Reproduce the full listing that appears beneath this instruction exactly.

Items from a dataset
===============

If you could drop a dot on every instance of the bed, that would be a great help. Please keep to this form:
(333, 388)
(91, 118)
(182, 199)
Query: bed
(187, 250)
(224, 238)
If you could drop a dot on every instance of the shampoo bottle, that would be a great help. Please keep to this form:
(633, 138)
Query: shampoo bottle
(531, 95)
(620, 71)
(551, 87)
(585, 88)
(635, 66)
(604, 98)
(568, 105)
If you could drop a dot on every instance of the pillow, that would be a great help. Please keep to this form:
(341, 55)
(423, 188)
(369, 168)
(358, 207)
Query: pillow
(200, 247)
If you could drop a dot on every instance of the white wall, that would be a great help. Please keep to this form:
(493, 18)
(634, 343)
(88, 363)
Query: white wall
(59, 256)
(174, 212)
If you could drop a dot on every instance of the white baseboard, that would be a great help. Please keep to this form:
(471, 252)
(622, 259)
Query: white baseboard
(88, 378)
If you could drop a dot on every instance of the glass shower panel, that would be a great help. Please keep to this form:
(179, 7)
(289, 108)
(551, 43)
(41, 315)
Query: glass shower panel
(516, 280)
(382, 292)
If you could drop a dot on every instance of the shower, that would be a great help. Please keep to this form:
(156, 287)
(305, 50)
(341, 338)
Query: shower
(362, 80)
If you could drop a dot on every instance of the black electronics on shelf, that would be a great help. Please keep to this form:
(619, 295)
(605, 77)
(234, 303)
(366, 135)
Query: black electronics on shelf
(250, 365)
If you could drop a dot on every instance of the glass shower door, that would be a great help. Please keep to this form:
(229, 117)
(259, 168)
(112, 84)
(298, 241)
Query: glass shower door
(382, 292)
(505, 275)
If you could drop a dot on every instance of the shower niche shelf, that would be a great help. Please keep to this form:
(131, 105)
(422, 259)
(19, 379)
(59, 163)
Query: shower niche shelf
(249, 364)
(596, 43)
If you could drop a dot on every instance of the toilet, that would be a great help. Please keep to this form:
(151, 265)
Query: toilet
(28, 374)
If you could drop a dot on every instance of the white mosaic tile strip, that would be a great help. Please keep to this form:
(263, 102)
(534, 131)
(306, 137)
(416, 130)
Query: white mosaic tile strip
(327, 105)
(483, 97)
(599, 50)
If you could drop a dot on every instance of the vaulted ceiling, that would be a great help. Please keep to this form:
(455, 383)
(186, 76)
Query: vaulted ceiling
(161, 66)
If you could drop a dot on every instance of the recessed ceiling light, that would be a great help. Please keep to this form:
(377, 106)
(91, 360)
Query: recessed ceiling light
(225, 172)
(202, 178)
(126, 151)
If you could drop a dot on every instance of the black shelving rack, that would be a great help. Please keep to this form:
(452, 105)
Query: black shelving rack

===============

ANSWER TO THIS TASK:
If you could drop a dot on every instance of the bed, that would be a great help. Please keep to this form:
(333, 388)
(91, 118)
(182, 199)
Query: bed
(187, 250)
(224, 238)
If you could drop a dot on every instance of the shampoo bottle, that would be a great help. Please keep to this form:
(633, 138)
Query: shampoo bottle
(531, 95)
(620, 71)
(551, 87)
(585, 88)
(635, 66)
(604, 98)
(568, 105)
If you could drop a dot on every instance of the pillow, that would be a great help. Please keep to this form:
(341, 55)
(423, 188)
(369, 168)
(358, 207)
Query: pillow
(200, 247)
If you could drop a dot on every instance of the white wall, that would be a great help. Please keep to this form:
(493, 18)
(634, 343)
(88, 363)
Query: white wall
(59, 256)
(174, 212)
If you could drop a dot on every instance of the white baseboard, that would be a great help. Please keep to this form:
(471, 252)
(622, 259)
Query: white baseboard
(88, 378)
If you could drop a dot on every instance of the glass shower panel, that would be a great help. Please keep to this form:
(179, 7)
(289, 108)
(551, 43)
(41, 315)
Query: glass shower panel
(516, 280)
(382, 292)
If you could drop a dot on every instance of the shower, that would be a great help. Please keep to this form:
(156, 287)
(305, 50)
(341, 338)
Query: shower
(362, 80)
If you could drop a dot on every instance of the black electronics on shelf, that would be a great help. Please keep to this form:
(619, 295)
(605, 77)
(234, 303)
(366, 135)
Query: black electronics on shelf
(250, 365)
If you could drop a dot on every instance of the glass shower door, that would be a great help. Please keep to this form:
(229, 117)
(259, 168)
(112, 84)
(298, 241)
Query: glass shower door
(382, 292)
(505, 275)
If you could drop a dot on every instance of the shower niche shelf, that would be a great help. Please keep to this form:
(131, 105)
(422, 259)
(19, 379)
(59, 163)
Query: shower niche shelf
(249, 364)
(596, 43)
If you could drop a dot on every instance of the toilet, that would be a great help. Please keep to this form:
(151, 265)
Query: toilet
(28, 374)
If you could drop a dot on every instance of the white mosaic tile strip, that would be a great help. Please keep to this form:
(263, 102)
(534, 131)
(306, 137)
(416, 130)
Query: white mosaic tile strip
(327, 105)
(483, 97)
(599, 50)
If you could drop a dot on every instance of the vaulted ceiling, that would be a great help. Please keep to this form:
(455, 383)
(186, 76)
Query: vaulted ceiling
(161, 66)
If you could drop a dot on every instance of the recessed ceiling light, that would be a great help. Please keep to this form:
(377, 106)
(91, 360)
Query: recessed ceiling light
(225, 172)
(202, 178)
(126, 151)
If you could drop a dot on every instance of the black shelving rack, that would be a great help. Please keep to this form:
(452, 105)
Query: black shelving rack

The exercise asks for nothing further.